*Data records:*

---------------

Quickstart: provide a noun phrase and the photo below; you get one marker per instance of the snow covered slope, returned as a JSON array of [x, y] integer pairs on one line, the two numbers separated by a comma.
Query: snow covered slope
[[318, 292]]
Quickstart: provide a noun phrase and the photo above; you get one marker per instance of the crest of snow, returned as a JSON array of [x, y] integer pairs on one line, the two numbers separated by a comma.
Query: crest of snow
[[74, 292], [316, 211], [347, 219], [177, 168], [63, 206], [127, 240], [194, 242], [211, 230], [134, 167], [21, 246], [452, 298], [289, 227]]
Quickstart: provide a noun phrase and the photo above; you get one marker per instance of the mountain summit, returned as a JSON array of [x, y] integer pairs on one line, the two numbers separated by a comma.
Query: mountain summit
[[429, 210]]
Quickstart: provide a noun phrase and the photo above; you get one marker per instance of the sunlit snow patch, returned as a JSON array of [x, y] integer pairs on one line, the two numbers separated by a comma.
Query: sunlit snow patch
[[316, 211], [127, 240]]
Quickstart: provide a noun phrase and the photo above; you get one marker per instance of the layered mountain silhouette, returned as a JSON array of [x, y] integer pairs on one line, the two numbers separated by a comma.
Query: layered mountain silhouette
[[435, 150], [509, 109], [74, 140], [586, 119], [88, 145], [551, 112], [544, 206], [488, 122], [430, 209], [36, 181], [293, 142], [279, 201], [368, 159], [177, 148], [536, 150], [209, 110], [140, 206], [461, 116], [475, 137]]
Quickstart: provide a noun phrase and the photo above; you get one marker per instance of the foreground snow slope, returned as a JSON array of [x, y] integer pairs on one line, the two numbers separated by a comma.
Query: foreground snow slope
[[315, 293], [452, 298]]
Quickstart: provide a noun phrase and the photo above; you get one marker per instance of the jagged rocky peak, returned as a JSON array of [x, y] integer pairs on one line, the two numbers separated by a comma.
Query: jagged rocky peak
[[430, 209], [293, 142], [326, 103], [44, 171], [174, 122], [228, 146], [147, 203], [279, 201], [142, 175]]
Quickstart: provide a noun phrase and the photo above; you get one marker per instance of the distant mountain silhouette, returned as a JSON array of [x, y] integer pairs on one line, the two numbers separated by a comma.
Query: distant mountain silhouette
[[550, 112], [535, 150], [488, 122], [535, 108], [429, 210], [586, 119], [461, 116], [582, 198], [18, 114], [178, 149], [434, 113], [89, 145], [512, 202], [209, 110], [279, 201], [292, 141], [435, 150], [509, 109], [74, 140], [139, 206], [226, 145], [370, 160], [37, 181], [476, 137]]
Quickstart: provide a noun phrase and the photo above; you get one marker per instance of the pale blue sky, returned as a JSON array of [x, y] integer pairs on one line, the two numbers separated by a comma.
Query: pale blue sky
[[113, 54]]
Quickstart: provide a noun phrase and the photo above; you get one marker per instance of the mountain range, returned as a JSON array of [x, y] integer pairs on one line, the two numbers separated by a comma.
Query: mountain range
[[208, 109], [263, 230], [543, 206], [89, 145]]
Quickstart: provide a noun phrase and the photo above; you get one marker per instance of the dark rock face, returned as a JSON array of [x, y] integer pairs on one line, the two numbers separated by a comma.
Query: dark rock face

---------------

*Goal:*
Reproduce every one of the lines above verbatim, with nothing changed.

*Exercise response:*
Quickstart: provide a noun phrase and the photo below; you get one marker per instance of the snow covered slope, returned as a JSON array of [x, y] integer pairs on one line, the two numbers separated by a comma.
Query: snow covered slope
[[318, 292]]
Quickstart: provide a noun phrase and the photo above; you get one marker per instance of the crest of snow, returned as a JSON array of [x, y] integer pairs on one line, the two numbers separated by a comma.
Query: crest of snow
[[74, 292], [316, 211], [347, 219], [177, 168], [63, 206], [127, 240], [194, 242], [211, 230], [134, 167], [21, 246], [452, 298], [289, 227]]
Quickstart: provide a noun phrase and the photo above; you get one marker per instance of the mountain summit, returned as a JSON array of [x, y] integer pairs on one line, the two numbers separated by a comma.
Query: mountain summit
[[429, 210]]
Quickstart: provide a noun phrase and the photo above; you get one marker per instance of the sunlit snow patch, returned as a JSON array of [x, y] integer pairs on one line, the two numbers separated by a comma.
Query: sunlit snow patch
[[316, 211], [127, 240]]
Quickstart: provide a noun phrase and the photo above; you get one marker per instance of the layered mountain silhouette, returned as a JSON array of [x, y] integer pairs on one line, the two numbers separated by a comma.
Query: layered mountain silhouette
[[435, 150], [509, 109], [74, 140], [586, 119], [88, 145], [551, 112], [544, 206], [488, 122], [430, 209], [36, 181], [293, 142], [279, 201], [368, 159], [177, 148], [536, 150], [209, 110], [140, 206], [461, 116], [475, 137]]
Quickstart: provide a noun phrase and the photo above; you get one marker per instance of the foreground snow slope, returned as a JSON array of [x, y] integer pairs on one line, the two numbers separated by a comma.
Query: foreground snow slope
[[315, 293], [452, 298]]
Quickstart: provide a noun phrase and the photo above; you get one marker per instance of the jagged rocky peak, returned as a JSON array of [x, y] integer pairs on one line, the two numbers separated by a comma.
Query: jagged rocky peak
[[430, 209], [293, 142], [326, 103], [44, 171], [174, 122], [228, 146], [147, 203], [279, 201], [142, 175]]
Quickstart: provide a noun phrase and the photo above; you get one marker per instance of the distant mountain silhouette, returned as a JSON array of [x, y] integer pairs on one line, the two numbers separated by a comma.
Query: distant mountain silhouette
[[550, 112], [535, 150], [488, 122], [535, 108], [429, 210], [586, 119], [461, 116], [582, 198], [18, 114], [178, 149], [434, 113], [89, 145], [512, 202], [209, 110], [279, 201], [292, 141], [435, 150], [509, 109], [74, 140], [139, 206], [226, 145], [370, 160], [37, 181], [476, 137]]
Quickstart: provide a noun phrase and the photo above; you get one marker per instance of the pale blue sky, returned as a JSON array of [x, y] integer pairs on one line, the two numbers separated by a comma.
Query: pale blue sky
[[113, 54]]
Quickstart: provide a noun phrase and the photo above; you get one marker per instance of the mountain range, returned as a JSON array of [x, y] integer pairs on one line, the two numbers separated by a comma.
Query: mountain range
[[208, 109], [263, 230], [543, 206], [89, 145]]
Quickstart: provide a noun phrase and the photo above; you get one marker per instance of the dark rock face, returned as a JSON array of [x, y] integer pairs on one line, the two numbers separated by a comma.
Query: dark rock face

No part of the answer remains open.